READING TEXT
Main references:

## Complex Wave

It is known that two or more sine waves can transverse the same path at the same time without mutual interference. Given the complex wave it is possible to extract its components (how that can be done is another problem).

Here are two examples of sine waves:

xs <- seq(-2*pi,2*pi,pi/100)
wave.1 <- sin(3*xs)
wave.2 <- sin(10*xs)
par(mfrow = c(1, 2))
plot(xs,wave.1,type="l",ylim=c(-1,1)); abline(h=0,lty=3)
plot(xs,wave.2,type="l",ylim=c(-1,1)); abline(h=0,lty=3)

which can be linearly combined into a complex wave:

wave.3 <- 0.5 * wave.1 + 0.25 * wave.2
plot(xs,wave.3,type="l"); title("Eg complex wave"); abline(h=0,lty=3)

## Fourier Series

Joseph Fourier showed that any periodic wave can be represented by a sum of simple sine waves. This sum is called the Fourier Series. The Fourier Series only holds while the system is linear. If there is, eg, some overflow effect (a threshold where the output remains the same no matter how much input is given), a non-linear effect enters the picture, breaking the sinusoidal wave and the superposition principle.

wave.4 <- wave.3
wave.4[wave.3>0.5] <- 0.5
plot(xs,wave.4,type="l",ylim=c(-1.25,1.25)); title("overflowed, non-linear complex wave"); abline(h=0,lty=3)

Also, the Fourier Series only holds if the waves are periodic, ie, they have a repeating pattern (non periodic waves are dealt by the Fourier Transform, see below). A periodic wave has a frequency $$f$$ and a wavelength $$\lambda$$ (a wavelength is the distance in the medium between the beginning and end of a cycle, $$\lambda = v/f_0$$, where $$v$$ is the wave velocity) that are defined by the repeating pattern. A non-periodic wave does not have a frequency or wavelength.

Some concepts:

• The fundamental period, T, is the period of all the samples taken, the time between the first sample and the last
• The sampling rate, sr, is the number of samples taken over a time period (aka acquisition frequency). For simplicity we will make the time interval between samples equal. This time interval is called the sample interval, si, which is the fundamental period time divided by the number of samples $$N$$. So, $$si = \frac{T}{N}$$
• The fundamental frequency, $$f_0$$, which is $$\frac{1}{T}$$. The fundamental frequency is the frequency of the repeating pattern or how long the wavelength is. In the previous waves, the fundamental frequency was $$\frac{1}{2\pi}$$. The frequencies of the wave components must be integer multiples of the fundamental frequency. $$f_0$$ is called the first harmonic, the second harmonic is $$2*f_0$$, the third is $$3*f_0$$, etc.

YOUR TASKS
a - Please translate this sentence from the Fourier series text into Spanish: "A non-periodic wave does not have a frequency or wavelength."
b - Write a continuation of the Fourier series text, picking up after its last sentence.
The lines that come next aren't needed for any of this.

LISTED RECORDS
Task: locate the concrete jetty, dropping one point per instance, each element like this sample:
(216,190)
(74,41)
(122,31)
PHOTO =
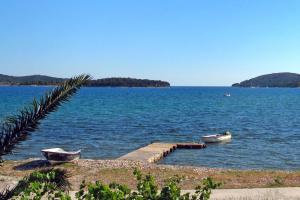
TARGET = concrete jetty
(156,151)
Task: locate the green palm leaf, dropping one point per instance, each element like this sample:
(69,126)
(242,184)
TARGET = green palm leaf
(17,127)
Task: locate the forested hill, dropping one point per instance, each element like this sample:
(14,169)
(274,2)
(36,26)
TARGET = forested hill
(106,82)
(272,80)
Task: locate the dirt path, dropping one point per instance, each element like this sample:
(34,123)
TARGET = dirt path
(121,171)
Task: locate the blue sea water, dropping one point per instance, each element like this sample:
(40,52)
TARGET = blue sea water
(109,122)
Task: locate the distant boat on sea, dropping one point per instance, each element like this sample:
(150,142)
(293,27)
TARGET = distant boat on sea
(221,137)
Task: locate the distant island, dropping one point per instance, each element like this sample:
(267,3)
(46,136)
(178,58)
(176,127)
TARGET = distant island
(272,80)
(105,82)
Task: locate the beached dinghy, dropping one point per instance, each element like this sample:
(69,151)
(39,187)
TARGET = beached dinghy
(57,155)
(222,137)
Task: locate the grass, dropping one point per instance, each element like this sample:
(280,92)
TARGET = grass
(190,178)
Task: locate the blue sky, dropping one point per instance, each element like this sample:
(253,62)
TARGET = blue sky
(201,42)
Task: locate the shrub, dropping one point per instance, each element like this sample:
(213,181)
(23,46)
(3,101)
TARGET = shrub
(53,185)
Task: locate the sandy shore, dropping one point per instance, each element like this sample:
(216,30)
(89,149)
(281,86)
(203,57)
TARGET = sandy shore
(121,171)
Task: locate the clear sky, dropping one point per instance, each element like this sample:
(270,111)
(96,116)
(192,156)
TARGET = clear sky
(201,42)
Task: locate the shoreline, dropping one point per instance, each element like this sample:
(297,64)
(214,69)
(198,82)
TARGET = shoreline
(121,171)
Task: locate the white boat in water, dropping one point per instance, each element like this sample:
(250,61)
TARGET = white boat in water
(58,155)
(222,137)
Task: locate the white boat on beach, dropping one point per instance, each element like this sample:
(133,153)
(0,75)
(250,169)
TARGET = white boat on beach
(222,137)
(58,155)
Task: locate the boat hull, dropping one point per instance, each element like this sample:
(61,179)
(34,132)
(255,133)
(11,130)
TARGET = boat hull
(216,138)
(59,156)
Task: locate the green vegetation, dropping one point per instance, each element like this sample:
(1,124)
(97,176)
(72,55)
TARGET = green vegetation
(51,184)
(106,82)
(272,80)
(16,128)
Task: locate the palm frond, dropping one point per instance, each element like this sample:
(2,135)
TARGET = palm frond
(16,128)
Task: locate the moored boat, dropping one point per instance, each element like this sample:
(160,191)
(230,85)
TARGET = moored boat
(58,155)
(222,137)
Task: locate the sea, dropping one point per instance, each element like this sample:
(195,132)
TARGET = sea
(106,123)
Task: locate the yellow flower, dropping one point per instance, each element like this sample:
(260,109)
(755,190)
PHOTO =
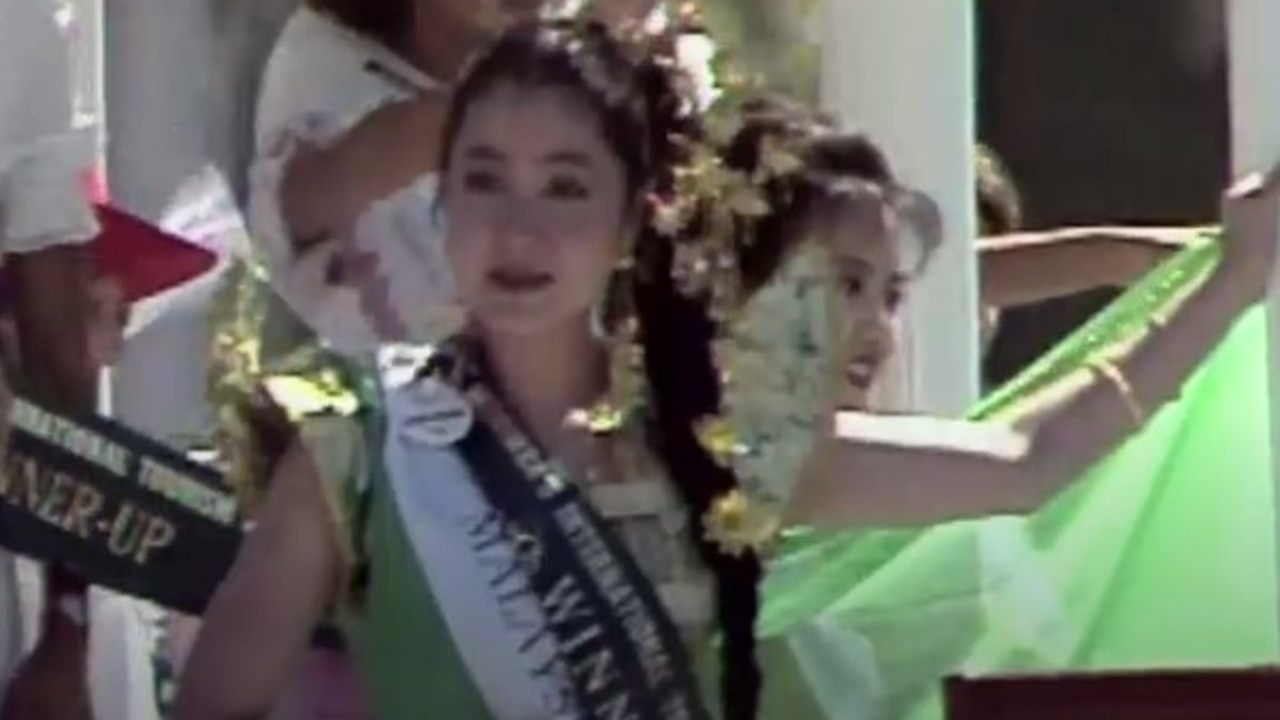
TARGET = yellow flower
(737,525)
(599,419)
(716,436)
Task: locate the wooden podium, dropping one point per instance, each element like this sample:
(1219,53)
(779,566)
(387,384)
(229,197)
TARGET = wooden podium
(1251,693)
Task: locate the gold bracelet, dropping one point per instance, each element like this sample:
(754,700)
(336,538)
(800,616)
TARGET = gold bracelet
(1109,370)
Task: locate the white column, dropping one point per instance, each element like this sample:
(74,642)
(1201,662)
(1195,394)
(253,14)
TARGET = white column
(1253,51)
(901,71)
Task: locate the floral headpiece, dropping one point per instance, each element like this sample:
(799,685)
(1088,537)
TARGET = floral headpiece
(773,350)
(720,201)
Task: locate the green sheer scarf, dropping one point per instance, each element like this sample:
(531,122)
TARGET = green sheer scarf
(1162,555)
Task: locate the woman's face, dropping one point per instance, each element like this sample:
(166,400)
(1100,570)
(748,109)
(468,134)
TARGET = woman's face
(536,203)
(869,286)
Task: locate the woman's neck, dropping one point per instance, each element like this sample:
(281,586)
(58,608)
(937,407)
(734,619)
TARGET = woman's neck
(435,46)
(544,378)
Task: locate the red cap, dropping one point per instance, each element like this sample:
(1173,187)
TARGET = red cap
(142,258)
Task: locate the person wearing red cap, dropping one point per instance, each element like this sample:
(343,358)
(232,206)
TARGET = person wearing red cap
(45,223)
(133,265)
(44,220)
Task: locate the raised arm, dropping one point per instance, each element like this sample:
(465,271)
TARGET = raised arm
(257,625)
(1073,424)
(1029,267)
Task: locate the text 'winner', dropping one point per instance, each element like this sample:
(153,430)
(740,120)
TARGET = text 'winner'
(117,507)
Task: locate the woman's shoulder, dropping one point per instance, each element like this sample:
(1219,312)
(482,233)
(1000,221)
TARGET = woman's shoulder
(320,68)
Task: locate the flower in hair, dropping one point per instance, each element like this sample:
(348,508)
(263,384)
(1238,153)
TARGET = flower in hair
(602,418)
(736,525)
(716,436)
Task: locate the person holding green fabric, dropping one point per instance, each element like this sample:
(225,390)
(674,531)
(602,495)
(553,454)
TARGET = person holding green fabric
(489,560)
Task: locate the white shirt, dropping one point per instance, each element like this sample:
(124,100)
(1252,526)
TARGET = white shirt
(42,163)
(321,80)
(42,156)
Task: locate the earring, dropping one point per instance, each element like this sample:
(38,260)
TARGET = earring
(595,320)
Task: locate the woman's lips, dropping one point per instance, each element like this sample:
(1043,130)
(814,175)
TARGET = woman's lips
(519,281)
(862,372)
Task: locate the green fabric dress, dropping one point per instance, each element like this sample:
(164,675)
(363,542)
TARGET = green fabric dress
(397,636)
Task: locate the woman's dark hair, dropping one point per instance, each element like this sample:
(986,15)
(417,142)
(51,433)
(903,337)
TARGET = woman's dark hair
(385,21)
(644,117)
(1000,206)
(831,164)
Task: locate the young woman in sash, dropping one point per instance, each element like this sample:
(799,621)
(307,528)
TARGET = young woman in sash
(488,560)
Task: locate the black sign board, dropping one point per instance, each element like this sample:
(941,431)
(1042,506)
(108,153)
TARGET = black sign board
(115,507)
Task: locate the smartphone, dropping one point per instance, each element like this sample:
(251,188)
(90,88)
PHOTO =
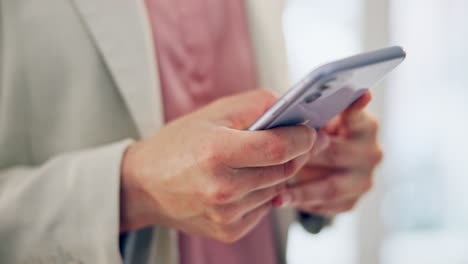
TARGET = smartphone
(330,89)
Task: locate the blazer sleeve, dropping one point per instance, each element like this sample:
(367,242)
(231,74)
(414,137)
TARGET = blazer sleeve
(63,211)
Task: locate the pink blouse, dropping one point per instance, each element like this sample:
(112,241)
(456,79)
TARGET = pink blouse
(204,53)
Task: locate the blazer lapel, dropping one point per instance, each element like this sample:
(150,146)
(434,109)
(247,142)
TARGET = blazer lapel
(121,31)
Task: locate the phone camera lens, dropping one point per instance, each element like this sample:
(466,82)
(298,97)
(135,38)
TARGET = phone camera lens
(325,87)
(311,98)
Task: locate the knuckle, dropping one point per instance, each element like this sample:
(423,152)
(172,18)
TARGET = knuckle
(220,192)
(334,156)
(290,168)
(220,217)
(227,234)
(212,157)
(276,149)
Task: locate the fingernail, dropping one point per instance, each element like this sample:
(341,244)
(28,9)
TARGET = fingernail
(322,142)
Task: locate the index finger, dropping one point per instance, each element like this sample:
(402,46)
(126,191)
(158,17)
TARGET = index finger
(268,147)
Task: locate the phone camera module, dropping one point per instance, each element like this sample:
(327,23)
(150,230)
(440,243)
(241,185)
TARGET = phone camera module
(311,98)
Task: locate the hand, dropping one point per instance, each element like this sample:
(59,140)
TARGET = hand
(339,169)
(204,175)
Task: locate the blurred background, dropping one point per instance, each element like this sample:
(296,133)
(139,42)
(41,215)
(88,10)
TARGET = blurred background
(418,210)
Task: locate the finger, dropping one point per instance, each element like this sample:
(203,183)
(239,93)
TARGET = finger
(268,147)
(321,143)
(334,126)
(332,189)
(242,110)
(251,179)
(234,211)
(364,127)
(331,209)
(343,153)
(240,228)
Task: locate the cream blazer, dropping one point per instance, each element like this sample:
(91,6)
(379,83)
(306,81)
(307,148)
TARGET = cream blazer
(78,83)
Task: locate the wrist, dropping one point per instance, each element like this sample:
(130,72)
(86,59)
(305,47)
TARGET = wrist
(135,203)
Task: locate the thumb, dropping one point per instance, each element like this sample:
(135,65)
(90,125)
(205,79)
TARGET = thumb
(353,112)
(242,110)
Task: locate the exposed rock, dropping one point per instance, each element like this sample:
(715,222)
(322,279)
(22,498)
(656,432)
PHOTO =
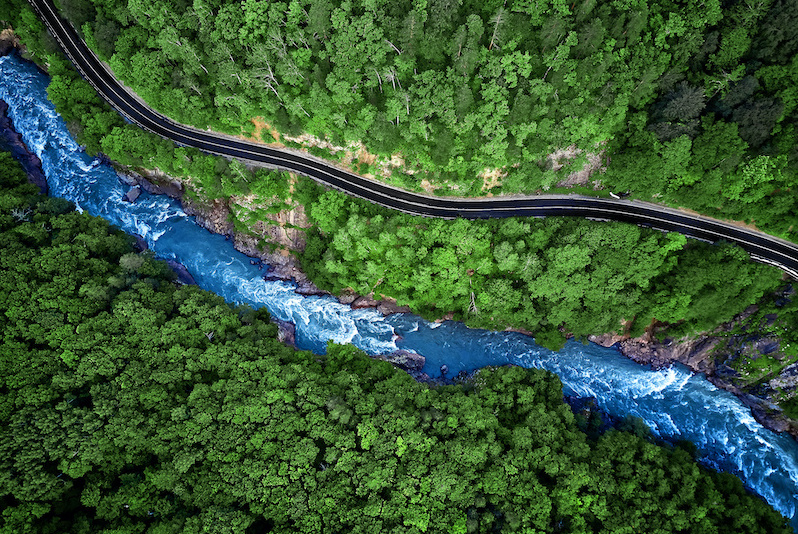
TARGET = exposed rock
(183,276)
(363,302)
(409,361)
(308,288)
(140,244)
(348,297)
(214,217)
(132,195)
(11,141)
(154,183)
(8,42)
(388,307)
(286,332)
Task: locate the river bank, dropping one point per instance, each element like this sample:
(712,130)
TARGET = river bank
(697,352)
(215,217)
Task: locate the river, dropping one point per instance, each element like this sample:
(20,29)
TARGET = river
(675,403)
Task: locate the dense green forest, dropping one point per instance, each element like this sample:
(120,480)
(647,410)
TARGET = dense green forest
(131,404)
(694,104)
(552,276)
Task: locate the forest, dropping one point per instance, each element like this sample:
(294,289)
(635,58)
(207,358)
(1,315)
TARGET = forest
(691,104)
(554,278)
(130,403)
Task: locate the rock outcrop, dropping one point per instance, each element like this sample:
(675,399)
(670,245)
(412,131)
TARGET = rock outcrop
(11,141)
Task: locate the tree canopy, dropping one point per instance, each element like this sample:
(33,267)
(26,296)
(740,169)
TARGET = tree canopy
(131,404)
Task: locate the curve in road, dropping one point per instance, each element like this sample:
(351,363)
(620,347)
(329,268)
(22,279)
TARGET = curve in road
(761,247)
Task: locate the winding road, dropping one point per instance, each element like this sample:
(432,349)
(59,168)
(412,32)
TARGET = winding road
(760,246)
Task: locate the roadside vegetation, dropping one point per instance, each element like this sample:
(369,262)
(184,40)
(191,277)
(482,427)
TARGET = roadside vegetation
(690,104)
(130,404)
(553,277)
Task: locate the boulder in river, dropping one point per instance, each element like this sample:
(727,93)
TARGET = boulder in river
(363,302)
(286,332)
(141,244)
(132,194)
(183,276)
(11,141)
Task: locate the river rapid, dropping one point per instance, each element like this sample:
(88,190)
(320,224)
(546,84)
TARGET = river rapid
(675,403)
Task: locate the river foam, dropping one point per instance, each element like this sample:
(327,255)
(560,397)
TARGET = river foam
(673,402)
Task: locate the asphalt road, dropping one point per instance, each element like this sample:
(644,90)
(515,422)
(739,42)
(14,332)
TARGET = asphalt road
(760,246)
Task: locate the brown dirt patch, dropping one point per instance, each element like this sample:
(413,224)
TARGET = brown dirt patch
(595,162)
(491,178)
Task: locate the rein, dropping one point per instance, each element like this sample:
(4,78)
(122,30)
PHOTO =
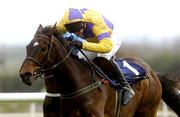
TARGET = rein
(69,95)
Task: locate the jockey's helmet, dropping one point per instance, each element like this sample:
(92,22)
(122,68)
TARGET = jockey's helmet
(74,27)
(73,20)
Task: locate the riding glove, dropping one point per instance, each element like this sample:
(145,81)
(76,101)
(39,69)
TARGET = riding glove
(77,44)
(72,37)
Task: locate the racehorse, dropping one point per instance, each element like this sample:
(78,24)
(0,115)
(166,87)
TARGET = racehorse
(170,82)
(83,92)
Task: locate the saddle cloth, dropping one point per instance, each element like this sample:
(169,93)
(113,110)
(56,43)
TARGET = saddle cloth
(132,71)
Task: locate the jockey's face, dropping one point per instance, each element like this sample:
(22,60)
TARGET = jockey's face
(80,32)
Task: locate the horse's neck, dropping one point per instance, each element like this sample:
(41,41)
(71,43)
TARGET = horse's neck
(51,83)
(74,75)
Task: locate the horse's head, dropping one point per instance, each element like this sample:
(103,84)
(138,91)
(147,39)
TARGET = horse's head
(41,54)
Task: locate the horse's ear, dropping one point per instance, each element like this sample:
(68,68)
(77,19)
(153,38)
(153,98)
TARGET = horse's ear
(40,28)
(54,26)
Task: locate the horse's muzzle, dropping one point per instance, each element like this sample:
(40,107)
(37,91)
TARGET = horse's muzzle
(29,77)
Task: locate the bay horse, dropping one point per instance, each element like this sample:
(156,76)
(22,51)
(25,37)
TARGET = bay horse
(82,92)
(170,82)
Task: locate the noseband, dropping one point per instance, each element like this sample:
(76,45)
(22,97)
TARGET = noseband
(42,70)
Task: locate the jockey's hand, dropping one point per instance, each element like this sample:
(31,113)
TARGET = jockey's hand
(72,37)
(77,44)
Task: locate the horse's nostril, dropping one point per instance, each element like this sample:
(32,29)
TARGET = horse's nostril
(25,75)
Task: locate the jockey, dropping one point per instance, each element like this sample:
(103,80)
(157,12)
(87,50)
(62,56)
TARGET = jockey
(92,32)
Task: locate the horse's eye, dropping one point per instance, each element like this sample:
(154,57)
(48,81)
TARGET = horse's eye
(43,49)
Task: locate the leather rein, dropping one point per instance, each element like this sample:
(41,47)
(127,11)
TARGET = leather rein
(77,93)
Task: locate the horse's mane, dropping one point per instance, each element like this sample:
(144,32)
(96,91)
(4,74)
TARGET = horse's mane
(49,31)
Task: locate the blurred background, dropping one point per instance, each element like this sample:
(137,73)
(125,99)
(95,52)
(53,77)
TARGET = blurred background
(149,30)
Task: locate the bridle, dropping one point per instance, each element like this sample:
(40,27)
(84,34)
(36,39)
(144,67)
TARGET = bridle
(42,69)
(77,93)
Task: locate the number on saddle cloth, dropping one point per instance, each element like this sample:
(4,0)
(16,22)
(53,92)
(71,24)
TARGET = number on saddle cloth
(132,71)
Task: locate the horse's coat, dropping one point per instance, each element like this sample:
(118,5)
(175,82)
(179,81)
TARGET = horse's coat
(70,75)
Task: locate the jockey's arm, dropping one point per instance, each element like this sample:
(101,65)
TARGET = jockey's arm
(103,46)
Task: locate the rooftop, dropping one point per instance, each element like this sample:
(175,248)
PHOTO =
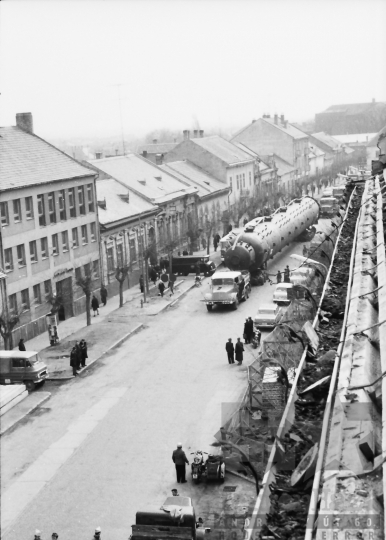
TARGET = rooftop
(142,176)
(224,150)
(117,208)
(27,160)
(192,175)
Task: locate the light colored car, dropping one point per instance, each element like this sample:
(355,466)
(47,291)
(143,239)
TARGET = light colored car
(267,316)
(282,294)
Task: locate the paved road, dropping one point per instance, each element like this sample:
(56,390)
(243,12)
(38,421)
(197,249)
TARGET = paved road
(100,448)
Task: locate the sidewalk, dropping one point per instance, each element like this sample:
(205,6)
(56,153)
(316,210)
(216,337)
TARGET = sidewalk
(109,329)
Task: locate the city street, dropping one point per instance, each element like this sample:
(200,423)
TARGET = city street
(101,447)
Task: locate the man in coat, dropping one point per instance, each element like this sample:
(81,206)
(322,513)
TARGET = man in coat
(74,360)
(179,459)
(229,347)
(103,295)
(239,349)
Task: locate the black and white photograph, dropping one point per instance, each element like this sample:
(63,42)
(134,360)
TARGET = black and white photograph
(192,269)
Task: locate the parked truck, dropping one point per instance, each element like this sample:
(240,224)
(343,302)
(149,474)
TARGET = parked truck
(175,519)
(228,288)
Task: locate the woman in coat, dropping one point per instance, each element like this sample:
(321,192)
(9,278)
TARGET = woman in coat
(239,349)
(83,352)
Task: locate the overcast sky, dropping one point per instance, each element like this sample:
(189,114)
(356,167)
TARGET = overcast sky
(185,63)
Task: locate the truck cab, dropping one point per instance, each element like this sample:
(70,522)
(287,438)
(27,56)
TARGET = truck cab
(228,288)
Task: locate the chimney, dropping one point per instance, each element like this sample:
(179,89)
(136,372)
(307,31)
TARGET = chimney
(24,121)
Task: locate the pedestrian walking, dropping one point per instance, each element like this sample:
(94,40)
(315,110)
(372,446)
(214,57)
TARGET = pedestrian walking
(161,288)
(179,459)
(239,349)
(74,361)
(103,295)
(245,333)
(230,349)
(95,304)
(97,534)
(83,352)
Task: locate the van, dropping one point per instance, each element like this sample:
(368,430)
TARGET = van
(22,367)
(187,264)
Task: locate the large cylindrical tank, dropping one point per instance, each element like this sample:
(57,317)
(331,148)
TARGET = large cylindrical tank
(263,237)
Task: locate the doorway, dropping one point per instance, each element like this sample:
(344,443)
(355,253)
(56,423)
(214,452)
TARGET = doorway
(64,292)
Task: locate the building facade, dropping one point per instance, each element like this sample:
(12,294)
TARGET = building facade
(49,227)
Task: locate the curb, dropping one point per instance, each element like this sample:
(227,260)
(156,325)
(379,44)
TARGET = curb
(24,415)
(116,344)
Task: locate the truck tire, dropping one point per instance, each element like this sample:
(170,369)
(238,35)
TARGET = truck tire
(30,385)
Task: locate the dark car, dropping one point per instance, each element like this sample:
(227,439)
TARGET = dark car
(187,265)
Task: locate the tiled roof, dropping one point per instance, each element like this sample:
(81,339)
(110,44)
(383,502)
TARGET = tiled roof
(116,208)
(291,130)
(224,150)
(144,177)
(26,160)
(194,176)
(161,148)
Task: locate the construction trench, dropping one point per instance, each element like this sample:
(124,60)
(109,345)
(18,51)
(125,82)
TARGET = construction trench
(310,422)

TASK-BY-TASK RESULTS
a - Una onda no periódica no tiene frecuencia ni longitud de onda.

b -
repeat.xs     <- seq(-2*pi,0,pi/100)
wave.3.repeat <- 0.5*sin(3*repeat.xs) + 0.25*sin(10*repeat.xs)
plot(xs,wave.3,type="l"); title("Repeating pattern")
points(repeat.xs,wave.3.repeat,type="l",col="red"); abline(h=0,v=c(-2*pi,0),lty=3)

wave.3 is the weighted sum of wave.1 and wave.2. This equation is the Fourier Series for wave.3:

$f(t) = 0.5 \times sin(3wt) + 0.25 \times sin(10wt)$

where $$w$$ is the angular frequency (aka angular speed) in radians/second, $$w=2\pi f_0$$, where $$f_0$$ is the fundamental frequency of the complex wave. In this case, the first component (wave.1) has thrice the frequency and the second component has 10 times that of $$f_0$$.

Here’s a R function for plotting trajectories given a fourier series:

plot.fourier <- function(fourier.series, f.0, ts) {
w <- 2*pi*f.0
trajectory <- sapply(ts, function(t) fourier.series(t,w))
plot(ts, trajectory, type="l", xlab="time", ylab="f(t)"); abline(h=0,lty=3)
}

# An eg
plot.fourier(function(t,w) {sin(w*t)}, 1, ts=seq(0,1,1/100)) 

And the plotting of equation $$f(t) = 0.5 \times sin(3wt) + 0.25 \times sin(10wt)$$:

acq.freq <- 100                    # data acquisition frequency (Hz)
time     <- 6                      # measuring time interval (seconds)
ts       <- seq(0,time,1/acq.freq) # vector of sampling time-points (s)
f.0      <- 1/time                 # fundamental frequency (Hz)

dc.component       <- 0
component.freqs    <- c(3,10)      # frequency of signal components (Hz)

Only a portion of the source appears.